Exercise directions:
Word for word, copy all the data and drop the pictures.
++++ The data
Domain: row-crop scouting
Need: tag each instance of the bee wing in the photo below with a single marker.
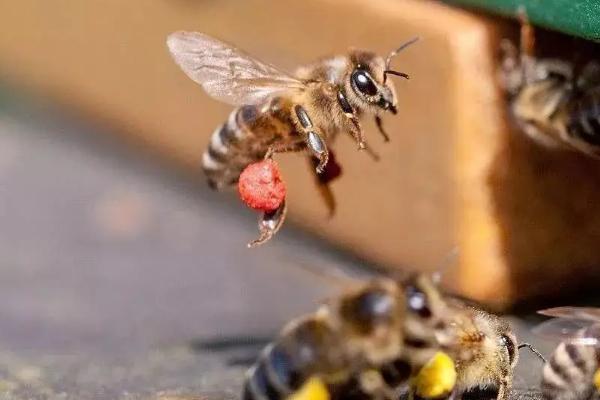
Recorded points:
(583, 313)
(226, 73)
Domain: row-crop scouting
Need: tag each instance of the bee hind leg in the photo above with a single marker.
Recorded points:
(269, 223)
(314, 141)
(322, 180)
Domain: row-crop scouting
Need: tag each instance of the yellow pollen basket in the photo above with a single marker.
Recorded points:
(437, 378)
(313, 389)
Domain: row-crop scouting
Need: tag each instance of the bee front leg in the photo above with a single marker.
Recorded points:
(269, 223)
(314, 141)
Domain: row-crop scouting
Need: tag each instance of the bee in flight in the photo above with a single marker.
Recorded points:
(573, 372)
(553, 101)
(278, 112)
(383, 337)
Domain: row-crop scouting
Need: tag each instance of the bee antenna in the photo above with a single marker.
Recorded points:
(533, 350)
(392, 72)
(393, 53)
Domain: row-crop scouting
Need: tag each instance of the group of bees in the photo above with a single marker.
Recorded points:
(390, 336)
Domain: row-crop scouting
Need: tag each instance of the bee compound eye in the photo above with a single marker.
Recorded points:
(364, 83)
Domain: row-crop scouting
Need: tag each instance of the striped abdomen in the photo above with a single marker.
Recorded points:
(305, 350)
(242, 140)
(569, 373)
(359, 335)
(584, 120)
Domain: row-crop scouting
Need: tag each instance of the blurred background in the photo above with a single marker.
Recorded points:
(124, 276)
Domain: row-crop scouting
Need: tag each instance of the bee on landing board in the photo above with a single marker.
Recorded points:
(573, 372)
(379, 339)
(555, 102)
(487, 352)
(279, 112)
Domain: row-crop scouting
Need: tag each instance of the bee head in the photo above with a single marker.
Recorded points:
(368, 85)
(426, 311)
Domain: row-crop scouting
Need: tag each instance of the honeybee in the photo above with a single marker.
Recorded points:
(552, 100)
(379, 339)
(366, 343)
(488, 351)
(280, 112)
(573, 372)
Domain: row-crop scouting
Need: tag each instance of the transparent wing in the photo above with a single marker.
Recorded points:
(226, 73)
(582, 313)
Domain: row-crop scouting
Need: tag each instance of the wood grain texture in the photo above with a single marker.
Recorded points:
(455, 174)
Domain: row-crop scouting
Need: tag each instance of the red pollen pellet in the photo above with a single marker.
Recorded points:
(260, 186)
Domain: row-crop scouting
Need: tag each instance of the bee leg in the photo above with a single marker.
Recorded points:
++++++++
Exercise output:
Domain: row-crop scouting
Need: tag each instance of the bee wing in the photo below with a single marker.
Recorded points:
(583, 313)
(226, 73)
Domain: row-crop scouting
Need: tag each instance of the bee hind leg in the photo above with a single marker.
Recorded points:
(269, 223)
(314, 141)
(322, 180)
Domain: row-crop scouting
Need: tag each instance of the yellow pollen basket in the photo above with a single marker.
Recorded points:
(437, 378)
(313, 389)
Domain: row-crop scouting
Need: tag each instance of the bee front leg in the photo above with a single marker.
Recorded points:
(269, 223)
(314, 141)
Domain: row-crop scouting
Need: tag each instance of the bee in flight in the photo above with a single marker.
Recorded points:
(573, 372)
(553, 101)
(278, 112)
(383, 337)
Domain: row-crop scouting
Need: tag each instance of the bee antenna in the photo above with a single marker.
Recorded points:
(533, 350)
(392, 72)
(393, 53)
Domain: row-crop scouting
Need: tag each instance of the group of bees in the photo above with a single marker.
Recorded points:
(390, 336)
Domain: row-crop scouting
Need: tag each instance of the bee compound eye in the photo above with a single marker.
Recorded points:
(364, 83)
Domain: row-crop scouting
Need: tag each instance of the striped abdomen in the photo above with a single marker.
Recorded points:
(305, 350)
(242, 140)
(569, 373)
(359, 335)
(584, 120)
Domain: row-crop scouting
Need: tag each instance of the blurred background in the photo above with a single marker.
Recorded points:
(124, 276)
Domain: row-crop scouting
Need: tag each instance of the bee on landing board in the photo above with a single marker.
Recorded points:
(573, 372)
(379, 339)
(555, 102)
(487, 352)
(279, 112)
Domain: row-crop scouting
Need: tag each instance of the bee head in the photo above with a single marker.
Recorded points:
(368, 85)
(426, 311)
Domain: row-crop scouting
Need: tag each instance of the honeybee in the photo above with a single marker.
Recorded points:
(552, 100)
(379, 339)
(366, 343)
(488, 351)
(280, 112)
(573, 372)
Domain: row-crop scouting
Need: tag each instance of the transparent wing in the photo above with a single marker.
Recorded points:
(226, 73)
(582, 313)
Domain: row-crop scouting
Need: tag each instance of the wood grain texture in the photo above with a single marker.
Recorded points:
(455, 174)
Domain: row-crop scouting
Need: tag each instance of the red pollen pellet in the photo above with a single marker.
Recorded points:
(260, 186)
Domain: row-crop scouting
Need: tag each instance of the bee leg in the photo above with a single marker.
Recorded points:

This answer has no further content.